> [What this task involves] Return every entry exactly, except for any pictures.

[Dataset entries]

BEGIN

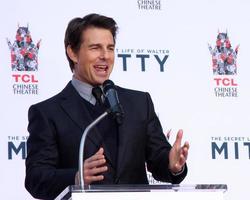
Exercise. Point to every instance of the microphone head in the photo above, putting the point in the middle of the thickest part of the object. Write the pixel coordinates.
(111, 95)
(108, 84)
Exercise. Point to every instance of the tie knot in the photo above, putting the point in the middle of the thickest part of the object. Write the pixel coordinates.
(97, 93)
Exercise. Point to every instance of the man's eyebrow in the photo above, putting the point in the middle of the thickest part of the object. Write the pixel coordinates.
(99, 45)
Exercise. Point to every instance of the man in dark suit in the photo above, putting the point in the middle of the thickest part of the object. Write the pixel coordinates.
(116, 153)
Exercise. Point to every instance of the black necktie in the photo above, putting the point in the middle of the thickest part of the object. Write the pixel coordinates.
(97, 93)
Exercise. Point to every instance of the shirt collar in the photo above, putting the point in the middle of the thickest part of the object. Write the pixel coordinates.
(84, 89)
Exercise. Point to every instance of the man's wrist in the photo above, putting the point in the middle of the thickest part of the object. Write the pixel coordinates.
(180, 172)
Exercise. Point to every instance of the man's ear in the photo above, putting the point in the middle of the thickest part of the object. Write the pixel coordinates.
(71, 54)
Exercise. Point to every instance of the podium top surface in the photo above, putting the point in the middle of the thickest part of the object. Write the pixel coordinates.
(137, 187)
(74, 189)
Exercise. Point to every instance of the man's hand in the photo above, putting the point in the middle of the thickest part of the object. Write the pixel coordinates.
(93, 167)
(178, 154)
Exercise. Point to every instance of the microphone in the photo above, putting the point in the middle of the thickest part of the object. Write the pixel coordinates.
(110, 93)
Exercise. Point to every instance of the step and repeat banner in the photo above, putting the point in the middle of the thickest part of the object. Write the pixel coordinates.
(191, 56)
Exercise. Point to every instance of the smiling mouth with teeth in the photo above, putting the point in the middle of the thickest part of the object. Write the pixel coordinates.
(101, 67)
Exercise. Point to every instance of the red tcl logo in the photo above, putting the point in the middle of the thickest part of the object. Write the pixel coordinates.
(25, 78)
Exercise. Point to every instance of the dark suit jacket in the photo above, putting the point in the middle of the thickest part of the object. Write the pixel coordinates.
(56, 126)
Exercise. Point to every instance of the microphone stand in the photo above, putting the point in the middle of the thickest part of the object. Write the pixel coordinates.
(82, 144)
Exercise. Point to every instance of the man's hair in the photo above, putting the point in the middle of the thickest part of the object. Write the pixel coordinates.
(73, 34)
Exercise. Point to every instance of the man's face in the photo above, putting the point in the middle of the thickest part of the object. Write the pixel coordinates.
(95, 58)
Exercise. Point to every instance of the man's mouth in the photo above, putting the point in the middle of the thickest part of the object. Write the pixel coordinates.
(101, 68)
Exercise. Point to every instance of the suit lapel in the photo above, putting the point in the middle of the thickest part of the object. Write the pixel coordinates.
(78, 112)
(123, 137)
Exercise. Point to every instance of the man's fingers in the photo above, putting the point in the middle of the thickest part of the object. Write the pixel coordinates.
(179, 135)
(95, 171)
(95, 163)
(90, 179)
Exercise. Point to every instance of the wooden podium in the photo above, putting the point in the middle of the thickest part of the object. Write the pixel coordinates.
(145, 192)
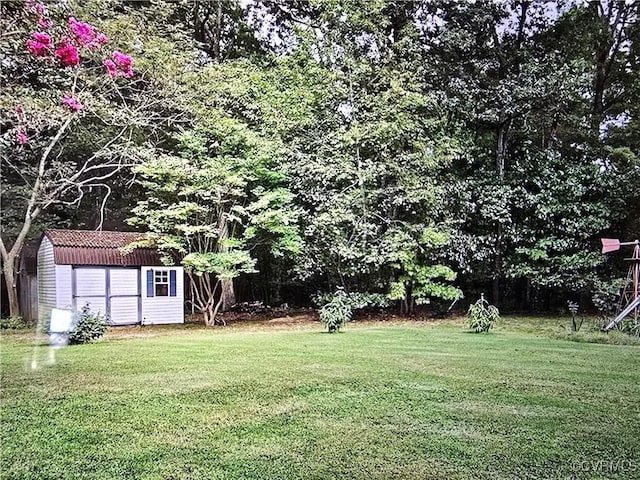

END

> [Finished exercise]
Exercise. Point to every instance of the microphone head in the photo above, putting the point in the middle of the thickest part of the object. Write the pixel coordinates.
(111, 95)
(108, 84)
Exercise. Point to every instance of the tie knot in the photo above, putting the point in the middle of the thickest part of the object. Write the pixel coordinates.
(97, 93)
Exercise. Point to every instance of the man's eyebrow in the photo above, putting the point in the middle of the thickest part of the object. Write the pixel coordinates.
(99, 45)
Exercise. Point to every instance of the man in dark suit in the photo above, putting the point in the middle of the thickest part of the object. Write the pixel coordinates.
(116, 153)
Exercise. Point to every instance of the black necktie in the photo above, putting the point in the middle of the thickest part of the object. Write the pixel coordinates.
(97, 93)
Exercise. Point to every instance of the shirt collar in the photo above, putting the point in the middle of the thickest part of the object. Write the pixel coordinates.
(84, 89)
Exercise. Point to every instance of the man's wrist in the photo above, putting the point in the middle of the thickest part of the object. Write the pixel coordinates.
(180, 172)
Exercise. Point to every instance of the man's ear in the photo above, putting the point in the middle of the thickest part of the object. Write the pixel coordinates.
(71, 54)
Exercise. Point to every instance of the podium top surface in the photo above, putting the point in the middle of the thickest part of the object. Write the pixel coordinates.
(137, 187)
(74, 189)
Exercise. Point to every instance of the man's hand in the photo above, putting the point in the middle of the thickest part of the object. Write the pixel coordinates.
(93, 167)
(178, 154)
Exercise. Point to every instance of the microphone in the photo above, putting the point in the middle of the thickest part of the object. Write the pixel coordinates.
(110, 93)
Exercise. Point to every instance of the step and repeat banner in the photo above, putting the point in the middle of the thickest part of the object. Write the pixel coordinates.
(191, 56)
Exercise. Point to every instance of the smiling mouth with teeth in the photo above, putting the point in the middle of the thickest part of the object. Write the pixel coordinates.
(101, 67)
Exercise. Point to every instance of the red tcl logo in the photo above, putting the point in the middle of the thickest part of the object. Write the pixel coordinates.
(25, 78)
Exercise. Point to every instance of the dark suit jacket in the photo above, putting the point in the middle of the thickest part of the object. Write the pixel coordinates.
(56, 126)
Exercise. Point to every instance of the microphone stand in the photo above, putting the point in the middle of the thickest part of the object. Write the pixel coordinates.
(82, 144)
Exercise. Point to every instance of the man's hair in the photo above, putting the point in the middle of the thickest part of the object. Write the pixel coordinates.
(73, 34)
Exercise. Point to every instance of the man's face in the photo above, putting the point in the middle of the thickest part of the object. Write the pixel coordinates.
(95, 58)
Exercise. Point to every instance of the man's mouth in the photo above, putting the point in the middle of the thickest part of the object. Write the pixel coordinates.
(101, 68)
Exercise. Point to every instance of the suit lapel in the photo above, putting the point in the middle of the thickest part of the object. Write the pixel coordinates.
(78, 112)
(123, 137)
Exercise. Point to every instance of the man's fingers in the photo above, putting the point in the middle of the thickest part of the object. Write the pixel coordinates.
(179, 135)
(95, 171)
(95, 163)
(90, 179)
Exercise. Point to every instance of the wooden podium in the photo above, putting the point in the middle of the thickest part of the object. Write the pixel coordinates.
(145, 192)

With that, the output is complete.